- Set task -
Lay out the lines of all the items as a Markdown table with the columns n and Line, giving each line a row number and leaving out blank lines.

[Stored items]
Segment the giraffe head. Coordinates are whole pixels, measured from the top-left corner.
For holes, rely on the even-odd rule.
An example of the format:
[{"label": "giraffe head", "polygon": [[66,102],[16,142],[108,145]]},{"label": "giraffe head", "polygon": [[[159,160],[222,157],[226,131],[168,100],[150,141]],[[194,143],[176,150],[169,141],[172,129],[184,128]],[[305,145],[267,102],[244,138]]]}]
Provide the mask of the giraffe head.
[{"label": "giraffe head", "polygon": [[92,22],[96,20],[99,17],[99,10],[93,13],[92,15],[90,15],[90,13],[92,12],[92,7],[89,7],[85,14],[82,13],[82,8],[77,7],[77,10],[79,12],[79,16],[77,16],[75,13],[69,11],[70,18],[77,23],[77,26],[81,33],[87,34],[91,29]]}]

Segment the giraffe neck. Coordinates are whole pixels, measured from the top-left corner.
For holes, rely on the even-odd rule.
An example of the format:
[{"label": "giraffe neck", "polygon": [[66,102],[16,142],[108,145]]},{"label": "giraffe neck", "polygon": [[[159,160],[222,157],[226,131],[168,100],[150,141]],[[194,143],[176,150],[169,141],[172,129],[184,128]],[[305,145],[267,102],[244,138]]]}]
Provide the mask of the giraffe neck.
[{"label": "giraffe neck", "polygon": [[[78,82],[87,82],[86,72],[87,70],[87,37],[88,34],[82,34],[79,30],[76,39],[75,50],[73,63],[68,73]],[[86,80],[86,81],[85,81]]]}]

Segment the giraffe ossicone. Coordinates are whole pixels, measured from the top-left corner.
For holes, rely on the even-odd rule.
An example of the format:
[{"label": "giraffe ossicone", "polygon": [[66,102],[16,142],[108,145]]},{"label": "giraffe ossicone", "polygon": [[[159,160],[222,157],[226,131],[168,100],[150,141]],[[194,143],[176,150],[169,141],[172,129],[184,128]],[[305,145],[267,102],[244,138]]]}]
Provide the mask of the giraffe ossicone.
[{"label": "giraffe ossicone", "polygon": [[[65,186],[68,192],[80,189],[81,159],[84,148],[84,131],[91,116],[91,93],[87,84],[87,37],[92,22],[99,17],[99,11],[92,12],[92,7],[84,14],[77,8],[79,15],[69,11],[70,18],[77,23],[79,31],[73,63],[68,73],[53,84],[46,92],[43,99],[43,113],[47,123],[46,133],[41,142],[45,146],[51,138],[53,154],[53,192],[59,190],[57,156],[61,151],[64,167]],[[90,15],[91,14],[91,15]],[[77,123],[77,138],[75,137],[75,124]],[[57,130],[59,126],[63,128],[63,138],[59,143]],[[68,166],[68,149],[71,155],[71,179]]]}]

- Complete answer -
| n | Line |
|---|---|
| 1 | Segment the giraffe head. Coordinates are whole pixels, measured from the top-left corner. |
| 2 | For holes, rely on the even-odd rule. |
| 3 | An example of the format: |
| 4 | [{"label": "giraffe head", "polygon": [[66,102],[16,142],[108,145]]},{"label": "giraffe head", "polygon": [[[159,160],[222,157],[226,131],[168,100],[150,141]],[[194,143],[176,150],[169,141],[172,129],[184,128]],[[305,145],[267,102],[244,138]]]}] |
| 5 | Provide the mask of the giraffe head. |
| 6 | [{"label": "giraffe head", "polygon": [[92,22],[96,20],[99,17],[99,10],[93,13],[92,15],[90,15],[90,13],[92,12],[92,7],[89,7],[85,14],[82,13],[82,8],[77,7],[77,10],[79,12],[79,16],[77,16],[75,13],[69,11],[70,18],[77,23],[77,26],[81,33],[87,34],[91,29]]}] |
| 7 | Segment the giraffe neck. Coordinates are whole pixels, measured from the top-left corner. |
| 8 | For holes, rely on the even-odd rule. |
| 9 | An example of the format: |
| 10 | [{"label": "giraffe neck", "polygon": [[66,102],[16,142],[108,145]]},{"label": "giraffe neck", "polygon": [[[159,160],[222,157],[226,131],[168,100],[150,141]],[[194,143],[176,150],[169,141],[172,129],[184,128]],[[305,145],[267,102],[244,138]]]}] |
| 11 | Provide the mask of the giraffe neck. |
| 12 | [{"label": "giraffe neck", "polygon": [[[78,82],[87,82],[86,72],[87,70],[87,37],[88,34],[82,34],[79,30],[76,39],[75,50],[73,63],[68,73]],[[86,80],[86,81],[85,81]]]}] |
| 13 | Segment the giraffe ossicone. Coordinates are whole pixels, measured from the top-left corner. |
| 14 | For holes, rely on the even-odd rule. |
| 15 | An example of the format: |
| 16 | [{"label": "giraffe ossicone", "polygon": [[66,102],[16,142],[108,145]]},{"label": "giraffe ossicone", "polygon": [[[159,160],[222,157],[226,131],[168,100],[150,141]],[[194,143],[176,150],[169,141],[172,129],[184,128]],[[305,145],[267,102],[244,138]]]}] |
| 17 | Provide the mask of the giraffe ossicone. |
| 18 | [{"label": "giraffe ossicone", "polygon": [[[65,186],[68,192],[80,189],[81,159],[84,148],[84,131],[91,116],[91,93],[87,84],[87,37],[92,22],[99,17],[99,11],[92,12],[92,7],[84,14],[77,8],[79,15],[69,11],[70,18],[77,23],[79,31],[73,63],[68,73],[53,84],[46,92],[43,99],[43,113],[47,123],[46,133],[41,142],[45,146],[51,138],[53,154],[53,192],[59,190],[57,156],[61,151],[64,167]],[[90,15],[91,14],[91,15]],[[77,123],[77,138],[75,137],[75,124]],[[57,130],[59,126],[63,128],[63,138],[59,143]],[[68,166],[68,149],[71,155],[71,179]]]}] |